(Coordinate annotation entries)
*-*-*

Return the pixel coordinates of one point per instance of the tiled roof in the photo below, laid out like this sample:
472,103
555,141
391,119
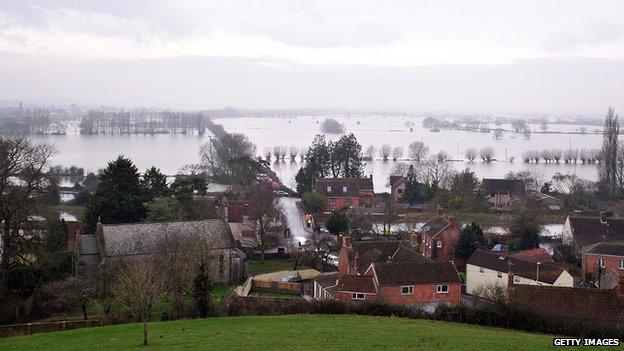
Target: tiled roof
355,283
568,302
587,231
548,272
145,238
353,186
435,225
413,273
613,249
327,279
512,186
532,255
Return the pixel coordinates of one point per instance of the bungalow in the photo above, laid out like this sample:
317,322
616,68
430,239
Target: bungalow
346,192
583,231
436,239
603,258
502,193
487,270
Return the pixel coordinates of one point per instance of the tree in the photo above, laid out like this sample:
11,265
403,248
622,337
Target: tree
23,185
264,215
524,231
471,238
138,286
154,183
118,197
608,167
337,222
202,291
417,151
313,202
164,209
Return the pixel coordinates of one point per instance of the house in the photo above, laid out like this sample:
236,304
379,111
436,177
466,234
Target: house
583,231
325,286
392,272
487,270
226,261
502,193
346,192
436,239
567,303
397,187
603,258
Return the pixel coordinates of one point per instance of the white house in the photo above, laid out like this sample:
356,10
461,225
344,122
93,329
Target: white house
486,270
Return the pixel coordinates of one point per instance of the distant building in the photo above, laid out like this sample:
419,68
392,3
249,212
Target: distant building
583,231
346,192
486,270
397,187
502,193
436,239
227,262
604,258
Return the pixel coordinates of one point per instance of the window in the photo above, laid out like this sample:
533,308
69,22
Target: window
357,296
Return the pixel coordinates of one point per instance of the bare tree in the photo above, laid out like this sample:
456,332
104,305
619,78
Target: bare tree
487,154
397,153
385,151
139,285
471,154
417,151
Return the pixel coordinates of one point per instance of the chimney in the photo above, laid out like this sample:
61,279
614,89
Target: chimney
346,241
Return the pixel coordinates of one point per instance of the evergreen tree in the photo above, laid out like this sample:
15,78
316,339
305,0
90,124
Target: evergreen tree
470,239
154,183
202,291
118,197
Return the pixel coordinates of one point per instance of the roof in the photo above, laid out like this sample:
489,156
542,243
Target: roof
435,225
412,273
355,283
587,231
353,186
147,238
326,280
568,302
548,272
613,249
513,186
532,255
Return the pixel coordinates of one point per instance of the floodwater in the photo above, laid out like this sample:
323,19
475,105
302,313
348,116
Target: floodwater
172,152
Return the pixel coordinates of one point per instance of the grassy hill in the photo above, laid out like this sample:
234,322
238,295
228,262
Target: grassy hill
292,332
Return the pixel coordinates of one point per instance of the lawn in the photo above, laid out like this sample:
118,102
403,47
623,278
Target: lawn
292,332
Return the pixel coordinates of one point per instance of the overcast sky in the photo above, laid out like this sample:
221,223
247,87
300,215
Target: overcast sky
561,56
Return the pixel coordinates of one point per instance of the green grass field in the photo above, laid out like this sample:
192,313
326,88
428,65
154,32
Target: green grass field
292,332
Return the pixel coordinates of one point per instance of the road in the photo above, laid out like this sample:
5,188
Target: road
294,218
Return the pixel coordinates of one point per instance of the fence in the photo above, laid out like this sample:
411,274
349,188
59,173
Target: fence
44,327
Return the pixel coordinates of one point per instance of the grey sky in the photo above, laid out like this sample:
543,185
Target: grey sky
466,56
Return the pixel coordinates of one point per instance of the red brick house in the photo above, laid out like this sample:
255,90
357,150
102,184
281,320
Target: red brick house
346,192
392,272
606,258
436,239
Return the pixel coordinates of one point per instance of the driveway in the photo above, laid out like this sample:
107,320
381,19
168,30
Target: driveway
294,218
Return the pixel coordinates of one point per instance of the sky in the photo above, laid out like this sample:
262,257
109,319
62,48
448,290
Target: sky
561,56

*-*-*

◆ **Exercise task**:
Your task is to repeat the data above exactly while excluding the pictures.

◆ **Written solution**:
Return the pixel coordinates of one point per instance of the tiled roof in the photo below, laid out like this sample:
472,103
555,141
391,119
Target: tiled roof
355,283
568,302
587,231
548,272
145,238
353,186
435,225
413,273
613,249
327,279
512,186
532,255
Return the pixel coordinates of one point per instance of the bungalow in the photo above, laid out like this sample:
317,322
616,68
430,239
Target: bungalow
346,192
583,231
436,239
603,258
502,193
487,270
Return the pixel coordinates of one point per instance of the tree in the photo above, laid out like this sample:
11,265
403,248
622,337
Target: tree
23,185
264,215
524,231
471,238
138,286
154,183
118,197
608,167
337,222
202,291
417,151
313,202
164,209
Return the pixel coordinates of one point per instance of the house in the photo above, laid out like this sample:
236,304
379,111
436,177
466,234
Target: house
583,231
325,286
392,272
487,270
226,261
502,193
346,192
436,239
567,303
397,187
603,258
Return the pixel coordinates of one point per instance of the white house in the photo above, laid out like this sample:
356,10
461,225
344,122
93,329
Target: white house
486,270
Return the pixel coordinates of one point per instance of the distant building in the photo above, laid out like this sample:
419,68
392,3
249,212
Target: distant building
583,231
346,192
486,270
397,187
502,193
436,239
227,262
604,258
Return the pixel coordinates of one point per instance of the window in the photo above, laid out like this sample:
533,308
69,22
Target: window
357,296
Return the pixel coordinates of one point per instance of the bare tree in the photo above, laid out like this sample:
456,332
104,305
619,78
Target: bare tree
487,154
397,153
385,151
139,285
471,154
417,151
Return the pixel coordinates of one point per instance of the chimney in the photo above, laid out like this sample:
61,279
614,89
Target: chimney
346,241
Return the pixel coordinates of one point per instance of the evergreen tree in the photo above, laid out like this sample:
15,78
316,339
305,0
90,124
Target: evergreen tree
470,239
154,183
202,291
118,197
Return the pixel coordinates of one point per instance of the roof in the photo above, laid out like this sample:
489,156
542,243
Target: roof
435,225
412,273
355,283
587,231
353,186
147,238
326,280
568,302
548,272
613,249
513,186
532,255
Return the pixel coordinates of one point per instance of the floodwater in the photo above, laid out like this sample:
323,19
475,105
302,313
348,116
Target: floodwater
172,152
Return the pixel coordinates of one point per instance of the grassy hill in the photo above, laid out like this sample:
234,322
238,295
228,262
Target: grassy hill
292,332
Return the pixel coordinates of one point per instance of the lawn in the photo above, laid out like this sample:
118,102
403,47
623,278
Target: lawn
292,332
Return the pixel coordinates of one point per instance of the overcast sky in the photo above, laid out like this sample:
221,223
247,87
300,215
Target: overcast sky
561,56
Return the pixel coordinates of one point per instance of the green grass field in the photo above, laid out like this sample:
192,313
326,88
428,65
154,32
Target: green grass field
292,332
Return the pixel coordinates of one point per instance of the road in the photo above, laid out like this sample:
5,188
Target: road
294,218
Return the pixel coordinates of one point per instance of the fence in the photo above, laid out like this sample:
411,274
349,188
59,173
Target: fence
44,327
Return the pixel coordinates of one point per instance of the grey sky in the photo above, laid out like this sample:
543,185
Target: grey sky
466,56
Return the pixel coordinates of one point per instance of the red brick house in the photo above, laid out like this sample:
255,90
357,150
102,184
281,320
Target: red brick house
346,192
392,272
606,258
436,239
Return the pixel coordinates of one point per instance of the driveway in the photo above, laid out like this sample:
107,320
381,19
168,30
Target: driveway
294,218
Return the pixel coordinates of one point per instance of the sky in the photo above, laid out like this sample:
262,257
109,319
62,48
448,290
Target: sky
561,56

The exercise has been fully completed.